▸ **JOB**:
Repeat the material in full. Keep every line exactly as it is.

[Begin EXCERPTED RECORDS]

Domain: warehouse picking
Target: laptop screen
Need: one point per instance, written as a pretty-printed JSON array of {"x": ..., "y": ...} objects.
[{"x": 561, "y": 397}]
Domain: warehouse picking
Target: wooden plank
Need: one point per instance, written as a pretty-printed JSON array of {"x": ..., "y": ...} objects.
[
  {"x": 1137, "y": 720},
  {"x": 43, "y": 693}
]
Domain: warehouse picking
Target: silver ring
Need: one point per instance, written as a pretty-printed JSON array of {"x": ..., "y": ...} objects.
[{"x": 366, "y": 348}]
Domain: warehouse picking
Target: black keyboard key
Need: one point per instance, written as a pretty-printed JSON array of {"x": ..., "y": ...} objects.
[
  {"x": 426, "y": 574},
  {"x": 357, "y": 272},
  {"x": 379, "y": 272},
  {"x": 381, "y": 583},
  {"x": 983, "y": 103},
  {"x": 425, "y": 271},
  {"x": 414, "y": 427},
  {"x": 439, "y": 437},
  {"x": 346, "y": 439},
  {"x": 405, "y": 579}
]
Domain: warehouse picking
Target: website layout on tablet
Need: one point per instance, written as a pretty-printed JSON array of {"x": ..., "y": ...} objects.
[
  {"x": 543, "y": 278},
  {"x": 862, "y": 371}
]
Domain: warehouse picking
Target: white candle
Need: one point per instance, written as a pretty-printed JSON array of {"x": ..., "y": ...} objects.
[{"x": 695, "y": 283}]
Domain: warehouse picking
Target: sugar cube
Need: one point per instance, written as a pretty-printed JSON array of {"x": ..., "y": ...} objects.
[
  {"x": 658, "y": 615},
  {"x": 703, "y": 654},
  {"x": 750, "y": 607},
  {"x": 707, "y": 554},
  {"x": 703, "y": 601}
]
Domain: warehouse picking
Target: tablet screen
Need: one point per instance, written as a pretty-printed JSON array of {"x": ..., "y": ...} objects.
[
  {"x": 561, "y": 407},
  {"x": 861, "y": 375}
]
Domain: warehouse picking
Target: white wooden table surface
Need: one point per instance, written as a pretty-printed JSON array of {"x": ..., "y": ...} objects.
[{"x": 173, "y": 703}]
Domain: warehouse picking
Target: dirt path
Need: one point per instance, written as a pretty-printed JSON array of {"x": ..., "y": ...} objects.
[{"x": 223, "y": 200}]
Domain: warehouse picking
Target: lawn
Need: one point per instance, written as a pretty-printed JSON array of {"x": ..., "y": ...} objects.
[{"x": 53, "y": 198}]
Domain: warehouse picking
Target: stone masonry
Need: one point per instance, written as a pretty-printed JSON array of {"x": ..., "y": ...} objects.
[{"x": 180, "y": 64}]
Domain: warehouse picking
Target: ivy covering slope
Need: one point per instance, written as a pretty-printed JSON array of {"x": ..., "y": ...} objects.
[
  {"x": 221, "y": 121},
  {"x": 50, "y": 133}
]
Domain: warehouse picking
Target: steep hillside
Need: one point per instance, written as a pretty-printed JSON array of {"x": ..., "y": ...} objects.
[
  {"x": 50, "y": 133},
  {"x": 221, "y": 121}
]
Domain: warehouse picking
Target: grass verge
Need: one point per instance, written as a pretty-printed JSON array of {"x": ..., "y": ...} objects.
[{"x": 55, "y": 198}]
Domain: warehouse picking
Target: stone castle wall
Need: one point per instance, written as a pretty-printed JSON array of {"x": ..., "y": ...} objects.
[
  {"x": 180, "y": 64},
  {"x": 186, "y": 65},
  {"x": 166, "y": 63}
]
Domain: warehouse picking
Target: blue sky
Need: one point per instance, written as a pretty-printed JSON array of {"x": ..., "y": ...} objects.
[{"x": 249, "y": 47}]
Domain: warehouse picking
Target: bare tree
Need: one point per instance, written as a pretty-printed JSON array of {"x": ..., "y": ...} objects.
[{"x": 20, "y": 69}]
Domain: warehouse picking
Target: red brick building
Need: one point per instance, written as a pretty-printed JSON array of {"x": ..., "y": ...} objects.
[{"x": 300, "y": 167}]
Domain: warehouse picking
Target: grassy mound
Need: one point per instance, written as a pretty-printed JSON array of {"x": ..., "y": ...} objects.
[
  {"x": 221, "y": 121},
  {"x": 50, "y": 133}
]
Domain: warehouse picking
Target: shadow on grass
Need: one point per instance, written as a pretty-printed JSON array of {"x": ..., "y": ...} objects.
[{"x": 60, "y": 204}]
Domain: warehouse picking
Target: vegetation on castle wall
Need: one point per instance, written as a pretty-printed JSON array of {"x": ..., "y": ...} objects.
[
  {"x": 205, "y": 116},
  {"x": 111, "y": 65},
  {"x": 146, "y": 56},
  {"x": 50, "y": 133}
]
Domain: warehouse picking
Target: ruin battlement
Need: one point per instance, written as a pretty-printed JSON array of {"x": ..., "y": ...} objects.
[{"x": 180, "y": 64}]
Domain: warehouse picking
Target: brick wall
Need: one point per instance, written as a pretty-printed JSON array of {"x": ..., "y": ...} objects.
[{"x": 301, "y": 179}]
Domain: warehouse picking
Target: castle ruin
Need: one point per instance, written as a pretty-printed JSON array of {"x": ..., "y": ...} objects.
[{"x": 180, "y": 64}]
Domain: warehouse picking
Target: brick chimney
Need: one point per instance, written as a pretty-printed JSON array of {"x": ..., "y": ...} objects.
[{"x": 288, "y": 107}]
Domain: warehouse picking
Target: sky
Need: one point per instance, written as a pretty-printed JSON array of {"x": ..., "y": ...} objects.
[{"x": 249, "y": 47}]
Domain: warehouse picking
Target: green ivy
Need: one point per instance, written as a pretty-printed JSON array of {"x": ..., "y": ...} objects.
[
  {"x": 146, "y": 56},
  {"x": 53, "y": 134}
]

[End EXCERPTED RECORDS]

▸ **RESULT OF THIS TASK**:
Domain: warehouse picking
Target: laptop screen
Need: one point per instance, written as a pretty-printed JSON array of {"x": ..., "y": ...} objects.
[{"x": 561, "y": 397}]
Domain: warehouse picking
Target: wooden plank
Need: one point per instance, written as a pretty-printed JSON array of {"x": ..., "y": ...} objects.
[
  {"x": 1137, "y": 720},
  {"x": 43, "y": 693}
]
Domain: warehouse picking
Target: silver ring
Need: one point per instance, written as a pretty-printed JSON array of {"x": ..., "y": ...} objects.
[{"x": 366, "y": 348}]
Domain: warehouse picking
Target: black keyboard key
Need: one point per instance, written as a pretty-printed JSON array of {"x": ..., "y": ...} objects.
[
  {"x": 426, "y": 574},
  {"x": 357, "y": 272},
  {"x": 379, "y": 272},
  {"x": 381, "y": 583},
  {"x": 983, "y": 103},
  {"x": 425, "y": 271},
  {"x": 414, "y": 427},
  {"x": 439, "y": 437},
  {"x": 346, "y": 439},
  {"x": 405, "y": 579}
]
Domain: warehouse picking
Target: website layout on tablet
Need: one point per instance, written as a pretty-printed JSON array of {"x": ..., "y": ...} objects.
[
  {"x": 543, "y": 278},
  {"x": 862, "y": 371}
]
Domain: warehouse picking
Target: white candle
Need: one point per instance, written as a pretty-printed JSON array of {"x": ..., "y": ...} objects.
[{"x": 695, "y": 283}]
Domain: warehouse picking
Target: sugar cube
Need: one point per instance, written as a pretty-printed JSON array of {"x": ..., "y": ...} objects.
[
  {"x": 658, "y": 615},
  {"x": 703, "y": 654},
  {"x": 750, "y": 607},
  {"x": 707, "y": 554},
  {"x": 703, "y": 601}
]
Domain: warehouse picking
Target: tablet screen
Need: one point per instance, written as a pretty-printed JSON array of {"x": ..., "y": ...} objects.
[
  {"x": 561, "y": 407},
  {"x": 861, "y": 375}
]
Domain: warehouse picking
Target: white wooden table surface
Need: one point per instance, written as a pretty-printed JSON array of {"x": ..., "y": ...} objects.
[{"x": 173, "y": 703}]
Domain: warehouse picking
Target: dirt path
Need: one point per instance, written as a pretty-printed JSON array of {"x": ..., "y": ...} objects.
[{"x": 223, "y": 200}]
Domain: warehouse picking
Target: lawn
Need: one point per instance, written as a pretty-printed JSON array of {"x": ..., "y": ...} objects.
[{"x": 53, "y": 198}]
Domain: warehouse picking
Target: stone masonry
Need: one point per instance, written as a pretty-printed JSON array of {"x": ..., "y": ...} objects.
[{"x": 180, "y": 64}]
Domain: warehouse picking
Target: ivy covering slope
Need: one point per instance, written as a pretty-printed JSON array of {"x": ..., "y": ...} objects.
[
  {"x": 221, "y": 121},
  {"x": 50, "y": 133}
]
Domain: warehouse picking
Target: steep hillside
Need: one point per instance, written as a pretty-printed JSON array of {"x": ..., "y": ...} objects.
[
  {"x": 50, "y": 133},
  {"x": 221, "y": 121}
]
Domain: warehouse picking
Target: grass verge
Need: one point per instance, written as a pretty-printed JSON array of {"x": ..., "y": ...} objects.
[{"x": 55, "y": 198}]
Domain: warehouse picking
Target: stone castle wall
Need: one point per instance, written as a pretty-printed JSON array of {"x": ..., "y": ...} objects.
[
  {"x": 180, "y": 64},
  {"x": 186, "y": 65},
  {"x": 166, "y": 63}
]
Domain: warehouse picking
Target: blue sky
Need: one point per instance, written as a pretty-printed JSON array of {"x": ..., "y": ...} objects.
[{"x": 249, "y": 47}]
Domain: warehouse picking
Target: bare tree
Need: one point per instance, written as a pretty-printed JSON array of {"x": ..., "y": ...} objects.
[{"x": 20, "y": 69}]
Domain: warehouse picking
Target: red brick building
Need: one point per instance, written as a pretty-printed JSON array of {"x": ..., "y": ...} objects.
[{"x": 300, "y": 167}]
Domain: warehouse picking
Target: grassy mound
Need: one point per instance, written as a pretty-printed JSON array of {"x": ..., "y": ...} objects.
[
  {"x": 221, "y": 121},
  {"x": 50, "y": 133}
]
Domain: warehouse picking
Target: shadow on grass
Need: one point per instance, written as a pretty-printed JSON array of {"x": ..., "y": ...} objects.
[{"x": 60, "y": 204}]
Domain: warehouse picking
Target: vegetation on castle wall
Need: one point per instance, written as a pretty-printed JSON array of {"x": ..., "y": ...} objects.
[
  {"x": 205, "y": 116},
  {"x": 111, "y": 65},
  {"x": 146, "y": 56},
  {"x": 50, "y": 133}
]
Domain: warehouse picking
Target: ruin battlement
Need: one point per instance, written as a pretty-printed JSON array of {"x": ..., "y": ...} objects.
[{"x": 180, "y": 64}]
Domain: warehouse picking
Target: brick wall
Need: one point per instance, written as a pretty-printed JSON array of {"x": ..., "y": ...} objects.
[{"x": 301, "y": 179}]
Domain: warehouse picking
Target: castle ruin
Need: one point per instance, written as a pretty-printed JSON array of {"x": ..., "y": ...} objects.
[{"x": 180, "y": 64}]
Domain: warehouse picking
Target: brick chimney
Need: one point per instance, written as a pretty-printed JSON array of {"x": ..., "y": ...} objects.
[{"x": 288, "y": 107}]
Domain: warehouse picking
Target: sky
Need: one point per instance, written as a pretty-printed JSON array of {"x": ..., "y": ...} objects.
[{"x": 249, "y": 47}]
Domain: warehouse picking
Target: green ivy
Need: one point per instance, written as a pretty-printed JSON array of {"x": ..., "y": ...} objects.
[
  {"x": 146, "y": 56},
  {"x": 53, "y": 134}
]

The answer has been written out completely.